Quality Control and Selection of Damaging Rare Variants
The quality control filters for case exome data were chosen to closely match the criteria published by gnomAD. They can be categorized as being focused on variant-specific parameters and sample-specific parameters.
The Genome Analysis Toolkit (GATK) provides many variant-specific parameters. Variants retained for analysis include those with a GATK variant quality score recalibration value of “PASS”, root mean squared of mapping quality (MQ) ≥ 20, and inbreeding coefficient < -0.3. Of the single nucleotide variants (SNVs) filtered from the WES data, we evaluated only those SNVs that lay within any coding transcript or splice sites of the 523 genes of interest. In order to ensure that the allele counts compared at each locus (single nucleotide position) are representative of each population, we only compared SNVs that have ≥ 89.5% coverage of DP ≥ 10 in both the myelomeningocele cases and the gnomAD population used as references.
The remaining quality control filters target the quality of a variant within an individual sample. We kept samples that met the following at each locus: a genotype with alternate allele depth ≥ 25%, a read depth ≥ 10, and genotype quality score ≥ 20. A variant site is considered “covered” if its position had a DP ≥ 10 in 89.5% of samples.

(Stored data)
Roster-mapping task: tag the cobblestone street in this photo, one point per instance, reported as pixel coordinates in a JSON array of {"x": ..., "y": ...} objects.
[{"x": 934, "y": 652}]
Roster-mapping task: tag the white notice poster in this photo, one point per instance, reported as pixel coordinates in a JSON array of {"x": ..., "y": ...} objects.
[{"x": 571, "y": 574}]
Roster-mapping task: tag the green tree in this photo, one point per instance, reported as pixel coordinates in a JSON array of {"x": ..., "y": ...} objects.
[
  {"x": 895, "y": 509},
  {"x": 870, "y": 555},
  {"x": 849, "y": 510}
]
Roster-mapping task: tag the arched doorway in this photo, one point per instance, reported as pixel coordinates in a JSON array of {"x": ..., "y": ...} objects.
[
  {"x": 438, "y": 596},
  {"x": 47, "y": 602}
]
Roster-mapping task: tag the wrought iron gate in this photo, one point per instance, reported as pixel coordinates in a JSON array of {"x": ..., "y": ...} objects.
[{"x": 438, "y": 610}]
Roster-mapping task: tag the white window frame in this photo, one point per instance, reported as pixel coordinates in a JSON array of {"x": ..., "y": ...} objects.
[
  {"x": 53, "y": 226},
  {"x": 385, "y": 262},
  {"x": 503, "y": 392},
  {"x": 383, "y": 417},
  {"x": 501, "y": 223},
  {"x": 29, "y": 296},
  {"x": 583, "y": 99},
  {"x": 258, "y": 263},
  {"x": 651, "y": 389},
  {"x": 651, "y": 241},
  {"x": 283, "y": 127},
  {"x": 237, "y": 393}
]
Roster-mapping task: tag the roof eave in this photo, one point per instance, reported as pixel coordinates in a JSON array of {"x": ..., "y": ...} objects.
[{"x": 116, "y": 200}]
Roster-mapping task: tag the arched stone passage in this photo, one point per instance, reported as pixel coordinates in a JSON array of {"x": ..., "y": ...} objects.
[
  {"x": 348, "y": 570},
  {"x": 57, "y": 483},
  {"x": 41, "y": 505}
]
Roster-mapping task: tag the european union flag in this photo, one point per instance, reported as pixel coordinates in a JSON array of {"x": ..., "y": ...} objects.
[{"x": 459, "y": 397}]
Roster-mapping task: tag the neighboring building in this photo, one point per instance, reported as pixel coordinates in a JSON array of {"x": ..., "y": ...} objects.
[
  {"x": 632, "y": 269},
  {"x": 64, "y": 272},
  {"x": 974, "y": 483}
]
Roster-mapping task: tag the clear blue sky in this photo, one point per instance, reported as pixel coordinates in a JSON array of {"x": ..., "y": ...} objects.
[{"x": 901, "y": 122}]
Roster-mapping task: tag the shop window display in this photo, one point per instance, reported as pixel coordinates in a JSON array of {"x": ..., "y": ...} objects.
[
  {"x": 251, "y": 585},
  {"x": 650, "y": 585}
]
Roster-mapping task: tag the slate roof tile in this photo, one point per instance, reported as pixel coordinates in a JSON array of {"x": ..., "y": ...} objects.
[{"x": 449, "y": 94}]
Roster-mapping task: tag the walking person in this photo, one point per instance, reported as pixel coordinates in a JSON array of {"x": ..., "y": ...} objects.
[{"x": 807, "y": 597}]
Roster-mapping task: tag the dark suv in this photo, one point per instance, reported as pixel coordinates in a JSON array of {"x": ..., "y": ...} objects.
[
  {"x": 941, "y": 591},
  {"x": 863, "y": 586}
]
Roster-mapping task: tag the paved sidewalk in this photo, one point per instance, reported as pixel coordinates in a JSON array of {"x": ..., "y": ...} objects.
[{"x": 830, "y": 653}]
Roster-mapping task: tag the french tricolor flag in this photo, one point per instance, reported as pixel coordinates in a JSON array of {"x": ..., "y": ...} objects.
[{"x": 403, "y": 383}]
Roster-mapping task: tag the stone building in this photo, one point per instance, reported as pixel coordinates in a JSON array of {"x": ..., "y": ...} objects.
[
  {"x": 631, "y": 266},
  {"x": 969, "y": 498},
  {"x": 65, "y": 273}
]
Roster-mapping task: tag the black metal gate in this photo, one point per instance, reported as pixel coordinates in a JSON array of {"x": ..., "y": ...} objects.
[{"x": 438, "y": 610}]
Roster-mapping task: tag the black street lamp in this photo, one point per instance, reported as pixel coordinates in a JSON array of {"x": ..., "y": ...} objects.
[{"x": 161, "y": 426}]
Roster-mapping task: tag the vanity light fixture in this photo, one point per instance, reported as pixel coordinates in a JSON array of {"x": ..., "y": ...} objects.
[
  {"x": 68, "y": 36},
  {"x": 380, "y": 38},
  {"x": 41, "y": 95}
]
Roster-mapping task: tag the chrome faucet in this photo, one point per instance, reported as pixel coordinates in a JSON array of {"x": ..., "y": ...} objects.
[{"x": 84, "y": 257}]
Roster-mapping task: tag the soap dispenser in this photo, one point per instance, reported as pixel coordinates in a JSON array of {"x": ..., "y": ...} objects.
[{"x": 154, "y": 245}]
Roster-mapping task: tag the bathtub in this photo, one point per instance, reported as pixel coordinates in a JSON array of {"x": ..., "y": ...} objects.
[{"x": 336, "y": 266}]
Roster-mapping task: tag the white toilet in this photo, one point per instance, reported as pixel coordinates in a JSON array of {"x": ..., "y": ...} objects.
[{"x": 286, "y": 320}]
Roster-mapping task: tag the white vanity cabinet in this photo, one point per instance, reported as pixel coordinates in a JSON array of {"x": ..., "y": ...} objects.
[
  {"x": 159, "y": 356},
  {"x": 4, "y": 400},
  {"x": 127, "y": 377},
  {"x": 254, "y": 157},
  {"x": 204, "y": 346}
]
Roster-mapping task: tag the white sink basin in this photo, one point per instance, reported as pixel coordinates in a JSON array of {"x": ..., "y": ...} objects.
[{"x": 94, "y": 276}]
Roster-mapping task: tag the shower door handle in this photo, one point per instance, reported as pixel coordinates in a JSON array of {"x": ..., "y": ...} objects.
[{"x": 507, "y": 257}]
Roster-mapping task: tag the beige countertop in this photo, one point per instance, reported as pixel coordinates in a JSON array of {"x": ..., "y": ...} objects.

Exercises to complete =
(a) Summarize the passage on quality control of rare variants in three sentences.
(b) Pick up the passage on quality control of rare variants and continue it from its last sentence.
You will not need the records.

Responses in order =
(a) The quality control filters for the case exome data were chosen to closely match gnomAD's published criteria and fall into variant-specific and sample-specific parameters. The variant-specific filters drew on GATK values and kept only SNVs within coding transcripts or splice sites of the 523 genes of interest that had at least 89.5% coverage of DP ≥ 10 in both the myelomeningocele cases and the gnomAD reference population. The sample-specific filters kept samples with alternate allele depth of at least 25%, read depth of at least 10, and genotype quality score of at least 20 at each locus.

(b)
In addition to evaluating only high quality variants and samples in the case population, the analysis was further focused to include only variants that were rare (defined as having an allele frequency in the gnomAD control population less than 1%) and predicted to be deleterious (coding for a stop gain, stop loss, splice site missense, or having a combined annotation dependent depletion phred score greater than 20). This applies to both myelomeningocele cases and gnomAD controls. We refer to rare, deleterious variants that met the above quality control standards as “qualifying variants.”
Mutational Burden Analysis
To find any genes with higher mutational burden in a case population compared to its gnomAD control, a two-by-two table for each gene was constructed for Fisher’s exact test. The Fisher’s exact test compares the number of affected individuals and unaffected individuals from case and the control populations, where an “affected individual” is someone containing at least one RDV in the gene being evaluated and an “unaffected individual” is someone containing zero RDVs in that gene.
Individual subject data was not readily available from gnomAD. Therefore, affected and unaffected control population numbers for each gene were estimated using the Hardy-Weinberg equations which utilize the number of qualifying RDVs and the total allele number within a given gene across the gnomAD population. We tested this estimation approach by first applying it to our case population, generating Q-Q plots that all included a λ value of 2. Any λ value greater than 1 indicates overestimation of affected individuals. For the actual burden analysis, we only applied this estimation to our control data and not our case data. So, this test indicates that our estimation approach errs on the side of overestimating affected individuals in the reference population. This one-sided overestimation of affected individuals makes our analysis less likely to suggest falsely high mutational burden for genes in the case population.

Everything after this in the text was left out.